[Consegne]
a. Secondo la recensione di «Blackout», chi ha prodotto «Gimme More»?
b. Riassumi in due frasi la recensione di «Blackout».
c. Prosegui la recensione di «Blackout» con un paragrafo che parta dopo l'ultima frase riportata.

Certo, proseguendo per adagi, chi è causa del suo mal pianga se stesso, e Britney pare non faccia nulla per uscire dalla melma in cui sta sguazzando (affogando?). L'unica sua possibilità di risalire la china è a questo punto la musica, e “
Blackout”, il suo quinto album di studio appena uscito in tutto il mondo, sarebbe pure un prodotto pop più che buono. Peccato che l'immagine -principio fondamentale nella pop culture- sia ancora un disastro: non solo ai VMA's l'esibizione che doveva segnare il suo grande ritorno sulle scene è stata una catastrofe assoluta,
ma il video che accompagna il primo singolo è un assurdo delirio del nulla, basato su una Britney fuori forma e tempo che gira attorno a un palo da lapdancer. E così per quattro minuti fila.
Un dispiacere, perchè “Gimme More”, prodotta da Nate “Danja” Hills è un bel pezzo da dancefloor, ritmo martellante, ritornello da cui è difficile scappare, e che infatti ha già avuto un buon riscontro nelle classifiche digitali di iTunes e nelle airplay mondiali. Ora il rischio è che “Blackout” non riceva le attenzioni che si meriterebbe schiacciato dal gossip e dai fianchi larghi della Brit.
Uno spreco, chè nella rispettabile lista di producers all'album troviamo il duo Bloodshy e Avant (gli stessi di “Toxic”, forse l'unico pezzo della Spears che mise d'accordo tutti, dai fans agli alternative), Freesha e Kara DioGuardi (già con Kelly Clarkson), T-pain, Keri Hilson e quel Danja pupillo di Timbaland e alle origini del successo degli ultimi album di Nelly Furtado e Justin Timberlake. Risultato: un riuscito -ma non perfetto- assemblaggio di suoni elettronici, sintetizzatori e voci sintetiche, praticamente impossibile da portare live su un palco (ma d'altronde, la Spears non è mai stata tipa da disdegnare il playback), sicuramente godibile sparato a palla nei club.

[Elenco delle voci]
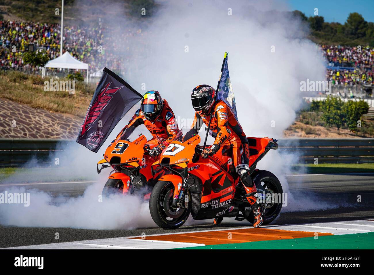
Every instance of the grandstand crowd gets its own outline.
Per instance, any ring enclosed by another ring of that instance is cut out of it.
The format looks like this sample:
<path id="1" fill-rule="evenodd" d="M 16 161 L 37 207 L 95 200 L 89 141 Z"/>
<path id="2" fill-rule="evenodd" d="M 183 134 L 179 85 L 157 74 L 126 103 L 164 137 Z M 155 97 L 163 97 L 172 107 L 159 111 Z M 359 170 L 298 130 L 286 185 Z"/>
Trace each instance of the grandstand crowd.
<path id="1" fill-rule="evenodd" d="M 50 59 L 58 57 L 60 30 L 58 24 L 0 21 L 0 66 L 16 69 L 28 66 L 24 64 L 22 55 L 31 44 L 40 51 L 46 51 Z M 130 27 L 126 32 L 117 33 L 120 34 L 120 37 L 116 37 L 117 43 L 113 43 L 105 37 L 105 28 L 101 24 L 92 27 L 65 27 L 63 51 L 68 51 L 79 60 L 88 63 L 91 71 L 105 66 L 119 70 L 126 55 L 115 56 L 112 53 L 125 52 L 128 49 L 126 46 L 128 40 L 142 34 L 141 30 Z M 106 52 L 104 45 L 109 45 L 112 51 Z"/>
<path id="2" fill-rule="evenodd" d="M 105 66 L 120 70 L 126 55 L 111 53 L 122 51 L 124 53 L 128 49 L 126 42 L 129 40 L 142 33 L 141 30 L 129 26 L 126 31 L 117 33 L 121 37 L 118 37 L 117 43 L 111 43 L 110 38 L 105 36 L 105 28 L 100 24 L 95 27 L 65 27 L 64 51 L 68 51 L 79 60 L 88 63 L 91 71 Z M 42 47 L 50 59 L 58 57 L 60 35 L 58 24 L 0 21 L 0 67 L 16 69 L 28 66 L 24 64 L 22 54 L 30 44 L 34 45 L 37 49 Z M 106 52 L 103 45 L 109 44 L 113 50 Z M 327 62 L 332 65 L 333 68 L 327 70 L 326 77 L 333 84 L 374 84 L 374 48 L 327 45 L 321 45 L 320 48 Z"/>

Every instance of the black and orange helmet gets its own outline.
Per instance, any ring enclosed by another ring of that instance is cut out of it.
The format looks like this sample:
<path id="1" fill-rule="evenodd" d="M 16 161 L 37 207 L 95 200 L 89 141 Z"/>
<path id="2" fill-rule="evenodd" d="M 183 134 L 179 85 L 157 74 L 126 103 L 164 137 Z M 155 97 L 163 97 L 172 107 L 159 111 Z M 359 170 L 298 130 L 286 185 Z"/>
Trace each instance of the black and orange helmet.
<path id="1" fill-rule="evenodd" d="M 154 120 L 162 110 L 162 99 L 157 91 L 148 91 L 140 101 L 140 109 L 145 118 Z"/>
<path id="2" fill-rule="evenodd" d="M 209 114 L 215 98 L 215 90 L 211 86 L 199 85 L 192 90 L 191 100 L 192 107 L 199 114 Z"/>

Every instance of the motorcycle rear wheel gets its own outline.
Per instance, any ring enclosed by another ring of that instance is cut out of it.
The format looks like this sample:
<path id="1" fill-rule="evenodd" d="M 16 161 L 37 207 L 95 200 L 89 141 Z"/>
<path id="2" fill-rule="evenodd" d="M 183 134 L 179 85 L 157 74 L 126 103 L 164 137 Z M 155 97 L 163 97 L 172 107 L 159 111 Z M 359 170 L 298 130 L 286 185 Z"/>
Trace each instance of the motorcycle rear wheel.
<path id="1" fill-rule="evenodd" d="M 187 220 L 191 212 L 191 195 L 187 208 L 172 207 L 174 186 L 170 181 L 159 181 L 155 185 L 149 199 L 149 211 L 155 223 L 163 229 L 175 229 Z"/>
<path id="2" fill-rule="evenodd" d="M 104 186 L 101 194 L 108 196 L 113 194 L 122 193 L 123 187 L 123 184 L 121 180 L 109 178 Z"/>
<path id="3" fill-rule="evenodd" d="M 261 170 L 258 172 L 260 173 L 259 180 L 263 189 L 270 189 L 275 194 L 283 193 L 283 189 L 280 182 L 273 174 L 266 170 Z M 270 207 L 267 206 L 267 208 L 265 209 L 265 215 L 263 217 L 264 221 L 263 224 L 268 224 L 275 220 L 280 212 L 282 207 L 282 202 L 273 204 Z M 261 207 L 264 207 L 262 206 Z M 253 212 L 251 212 L 246 219 L 250 223 L 253 224 L 254 217 Z"/>

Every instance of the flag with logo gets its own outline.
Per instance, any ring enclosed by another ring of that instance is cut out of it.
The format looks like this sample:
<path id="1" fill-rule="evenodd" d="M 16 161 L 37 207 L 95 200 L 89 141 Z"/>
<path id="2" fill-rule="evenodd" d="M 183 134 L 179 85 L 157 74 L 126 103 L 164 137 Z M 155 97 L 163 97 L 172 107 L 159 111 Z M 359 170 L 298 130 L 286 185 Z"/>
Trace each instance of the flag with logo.
<path id="1" fill-rule="evenodd" d="M 221 79 L 218 84 L 216 100 L 223 100 L 231 107 L 235 118 L 237 119 L 236 105 L 235 104 L 235 98 L 234 97 L 234 91 L 231 86 L 230 76 L 229 74 L 229 66 L 227 65 L 228 56 L 228 53 L 225 52 L 221 70 Z"/>
<path id="2" fill-rule="evenodd" d="M 104 68 L 77 142 L 96 153 L 117 123 L 141 98 L 125 80 Z"/>

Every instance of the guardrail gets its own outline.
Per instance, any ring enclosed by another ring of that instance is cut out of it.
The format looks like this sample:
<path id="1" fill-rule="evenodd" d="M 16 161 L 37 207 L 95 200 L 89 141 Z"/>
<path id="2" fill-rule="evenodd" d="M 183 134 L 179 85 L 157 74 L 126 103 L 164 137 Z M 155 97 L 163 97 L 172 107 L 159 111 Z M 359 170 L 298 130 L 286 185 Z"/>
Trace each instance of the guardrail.
<path id="1" fill-rule="evenodd" d="M 52 154 L 73 143 L 76 143 L 67 139 L 0 138 L 0 167 L 21 166 L 32 159 L 47 164 Z"/>
<path id="2" fill-rule="evenodd" d="M 285 138 L 279 149 L 294 153 L 300 162 L 374 162 L 374 138 Z"/>
<path id="3" fill-rule="evenodd" d="M 281 153 L 294 153 L 301 163 L 316 158 L 319 163 L 374 162 L 374 138 L 281 138 L 278 143 Z M 54 153 L 73 144 L 77 145 L 71 140 L 0 139 L 0 166 L 21 166 L 32 159 L 51 165 Z"/>

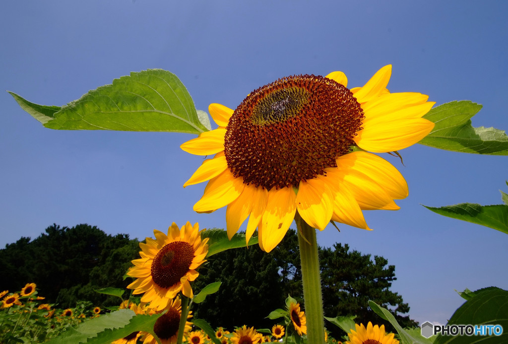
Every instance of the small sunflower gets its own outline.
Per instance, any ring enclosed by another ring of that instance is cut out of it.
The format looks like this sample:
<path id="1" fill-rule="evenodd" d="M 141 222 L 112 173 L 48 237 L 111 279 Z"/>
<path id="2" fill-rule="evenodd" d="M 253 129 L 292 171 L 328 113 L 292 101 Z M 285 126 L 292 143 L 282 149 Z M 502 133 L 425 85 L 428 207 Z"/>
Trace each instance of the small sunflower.
<path id="1" fill-rule="evenodd" d="M 233 344 L 254 344 L 258 342 L 263 335 L 254 329 L 253 327 L 247 328 L 245 325 L 239 327 L 233 333 L 231 342 Z"/>
<path id="2" fill-rule="evenodd" d="M 152 312 L 155 309 L 152 308 Z M 166 309 L 168 312 L 161 316 L 155 321 L 153 325 L 153 332 L 161 339 L 162 344 L 175 344 L 178 336 L 178 327 L 180 326 L 180 317 L 182 314 L 182 301 L 180 297 L 177 296 L 171 301 Z M 163 310 L 163 311 L 165 310 Z M 160 311 L 160 312 L 163 311 Z M 187 316 L 187 319 L 192 317 L 190 312 Z M 192 324 L 187 322 L 183 329 L 185 335 L 192 329 Z M 142 338 L 143 344 L 156 344 L 157 340 L 150 333 L 145 333 Z"/>
<path id="3" fill-rule="evenodd" d="M 194 210 L 227 206 L 230 238 L 249 217 L 247 241 L 257 228 L 260 247 L 269 252 L 297 211 L 321 231 L 330 220 L 369 230 L 362 210 L 399 209 L 394 200 L 407 196 L 405 180 L 365 151 L 418 142 L 434 127 L 422 117 L 434 103 L 420 93 L 390 93 L 391 71 L 385 66 L 351 89 L 342 72 L 283 78 L 251 92 L 234 111 L 211 104 L 218 128 L 180 146 L 215 155 L 184 184 L 209 181 Z"/>
<path id="4" fill-rule="evenodd" d="M 70 308 L 68 308 L 67 310 L 65 310 L 62 312 L 62 317 L 72 317 L 73 315 L 72 310 Z"/>
<path id="5" fill-rule="evenodd" d="M 27 283 L 26 285 L 21 289 L 20 293 L 21 296 L 29 296 L 35 292 L 35 288 L 37 286 L 35 283 Z"/>
<path id="6" fill-rule="evenodd" d="M 18 300 L 19 299 L 19 294 L 17 293 L 13 294 L 12 295 L 9 295 L 4 298 L 2 300 L 2 307 L 4 308 L 8 308 L 11 307 L 18 301 Z"/>
<path id="7" fill-rule="evenodd" d="M 300 310 L 300 303 L 297 303 L 293 301 L 289 305 L 289 316 L 291 318 L 291 322 L 293 325 L 295 326 L 295 329 L 298 332 L 298 334 L 306 334 L 307 333 L 307 319 L 305 318 L 305 314 Z"/>
<path id="8" fill-rule="evenodd" d="M 347 333 L 349 340 L 346 340 L 344 344 L 399 344 L 399 341 L 394 338 L 395 334 L 386 334 L 384 325 L 380 327 L 377 325 L 373 326 L 369 321 L 367 328 L 363 324 L 360 325 L 355 324 L 355 327 L 356 331 L 352 329 Z"/>
<path id="9" fill-rule="evenodd" d="M 276 339 L 279 339 L 284 336 L 284 326 L 281 325 L 274 325 L 272 327 L 272 335 Z"/>
<path id="10" fill-rule="evenodd" d="M 137 278 L 127 287 L 133 293 L 144 293 L 141 302 L 150 302 L 151 308 L 160 311 L 181 291 L 188 297 L 193 296 L 189 283 L 199 274 L 196 271 L 206 261 L 208 238 L 202 241 L 198 223 L 194 226 L 187 222 L 181 229 L 174 222 L 168 234 L 154 230 L 155 240 L 146 238 L 140 243 L 141 258 L 132 261 L 134 266 L 127 275 Z"/>
<path id="11" fill-rule="evenodd" d="M 205 336 L 201 331 L 194 331 L 187 336 L 187 341 L 189 344 L 203 344 Z"/>

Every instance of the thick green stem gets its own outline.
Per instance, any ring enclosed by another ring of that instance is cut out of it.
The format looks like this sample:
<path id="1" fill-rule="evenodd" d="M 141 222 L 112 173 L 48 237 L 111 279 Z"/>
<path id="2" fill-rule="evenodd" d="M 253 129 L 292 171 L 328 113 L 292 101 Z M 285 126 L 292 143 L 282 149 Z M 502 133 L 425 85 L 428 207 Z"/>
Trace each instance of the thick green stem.
<path id="1" fill-rule="evenodd" d="M 316 230 L 302 219 L 298 212 L 295 215 L 295 220 L 298 230 L 298 245 L 302 263 L 303 299 L 307 318 L 307 342 L 324 343 L 325 321 Z"/>

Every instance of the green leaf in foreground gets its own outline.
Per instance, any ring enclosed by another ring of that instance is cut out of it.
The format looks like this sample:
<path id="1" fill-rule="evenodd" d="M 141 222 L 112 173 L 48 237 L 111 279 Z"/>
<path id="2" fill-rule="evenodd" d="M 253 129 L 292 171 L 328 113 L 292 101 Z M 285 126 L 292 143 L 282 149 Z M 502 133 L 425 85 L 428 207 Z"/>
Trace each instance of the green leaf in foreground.
<path id="1" fill-rule="evenodd" d="M 504 131 L 471 125 L 471 118 L 481 108 L 479 104 L 462 100 L 431 109 L 423 118 L 435 126 L 418 143 L 454 151 L 508 155 L 508 136 Z"/>
<path id="2" fill-rule="evenodd" d="M 231 248 L 238 248 L 248 246 L 245 242 L 246 237 L 244 233 L 237 233 L 230 240 L 228 238 L 228 233 L 224 230 L 207 230 L 201 232 L 201 237 L 203 239 L 209 238 L 207 257 Z M 256 245 L 258 243 L 258 237 L 252 237 L 249 240 L 248 245 Z"/>
<path id="3" fill-rule="evenodd" d="M 455 311 L 448 325 L 500 325 L 508 328 L 508 291 L 496 287 L 474 291 L 472 297 Z M 508 331 L 499 336 L 438 335 L 434 344 L 508 342 Z"/>
<path id="4" fill-rule="evenodd" d="M 194 298 L 193 299 L 193 302 L 195 303 L 201 303 L 205 300 L 205 298 L 207 295 L 217 292 L 221 284 L 221 282 L 214 282 L 213 283 L 208 284 L 201 289 L 201 291 L 199 292 L 198 295 L 194 296 Z"/>
<path id="5" fill-rule="evenodd" d="M 481 224 L 508 234 L 508 205 L 461 203 L 440 208 L 424 207 L 444 216 Z"/>
<path id="6" fill-rule="evenodd" d="M 400 340 L 402 344 L 432 343 L 432 342 L 431 341 L 426 339 L 421 334 L 419 335 L 418 333 L 415 334 L 413 331 L 410 334 L 408 331 L 402 328 L 399 325 L 397 320 L 395 320 L 395 317 L 393 316 L 393 315 L 386 308 L 383 308 L 375 302 L 370 300 L 369 301 L 369 306 L 376 314 L 389 322 L 392 324 L 392 326 L 395 327 L 395 329 L 397 330 L 397 332 L 399 334 L 399 336 L 400 337 Z"/>
<path id="7" fill-rule="evenodd" d="M 11 94 L 23 109 L 52 129 L 199 134 L 209 127 L 207 115 L 198 114 L 183 84 L 163 69 L 133 72 L 61 108 L 39 105 Z"/>

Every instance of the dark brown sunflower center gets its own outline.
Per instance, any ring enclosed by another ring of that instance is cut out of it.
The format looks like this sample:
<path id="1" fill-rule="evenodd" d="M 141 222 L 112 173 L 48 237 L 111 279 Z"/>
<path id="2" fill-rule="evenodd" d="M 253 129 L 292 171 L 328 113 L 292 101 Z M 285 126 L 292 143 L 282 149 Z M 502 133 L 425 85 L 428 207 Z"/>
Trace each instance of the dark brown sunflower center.
<path id="1" fill-rule="evenodd" d="M 252 92 L 233 113 L 225 137 L 228 166 L 247 184 L 297 187 L 336 167 L 363 118 L 351 91 L 333 80 L 279 79 Z"/>
<path id="2" fill-rule="evenodd" d="M 161 339 L 169 339 L 178 333 L 179 324 L 180 312 L 171 307 L 155 321 L 153 332 Z"/>
<path id="3" fill-rule="evenodd" d="M 302 323 L 300 321 L 300 317 L 298 316 L 298 312 L 297 312 L 295 310 L 293 310 L 291 311 L 291 320 L 293 321 L 296 326 L 300 327 L 302 326 Z"/>
<path id="4" fill-rule="evenodd" d="M 184 241 L 174 241 L 163 247 L 152 262 L 153 282 L 161 288 L 169 288 L 188 272 L 194 258 L 194 248 Z"/>

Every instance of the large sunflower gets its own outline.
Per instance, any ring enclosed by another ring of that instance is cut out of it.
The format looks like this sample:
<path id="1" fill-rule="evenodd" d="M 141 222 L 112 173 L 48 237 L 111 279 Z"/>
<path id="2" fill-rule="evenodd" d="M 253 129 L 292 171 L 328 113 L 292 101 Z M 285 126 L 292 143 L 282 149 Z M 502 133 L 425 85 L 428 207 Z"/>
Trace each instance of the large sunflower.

[Risposte alle consegne]
a. Nate "Danja" Hills.

b. «Blackout», il quinto album di studio di Britney Spears, è un prodotto pop più che buono, e il singolo «Gimme More» ha già avuto un buon riscontro. L'immagine della cantante resta però un disastro, tra l'esibizione ai VMA's e il video del singolo, e il rischio è che il disco, un riuscito ma non perfetto assemblaggio di suoni elettronici, venga schiacciato dal gossip.

c.
Dodici tracce, echi anni '80 e '90 -in “Heaven” ricorda “I feel love” di Donna Summer, in “Everybody” (pezzo presente solo nella tracklist inglese e giapponese) campiona i sempiterni Eurithmics di “Sweet dreams”-, sospiri e ammiccamenti ansimanti -praticamente ovunque, come nel prossimo singolo “Break the Ice”-, lampi di genio -in “Hot as Ice” pare Alvin and The Chipmunks, ma il beat è micidiale-, banalità pop -in “Radar” finisce canticchiando dadadada..-, e pure una parentesi agrodolce -nell'ottima “Piece of me” satireggia blandamente su un pubblico che ha sezionato la shameless Britney, “Mrs American Dream since i was seventeen... rich & famous... too fat and too thin”. Il tutto da ballare. Britney, fai la brava che forse (forse) è la volta buona.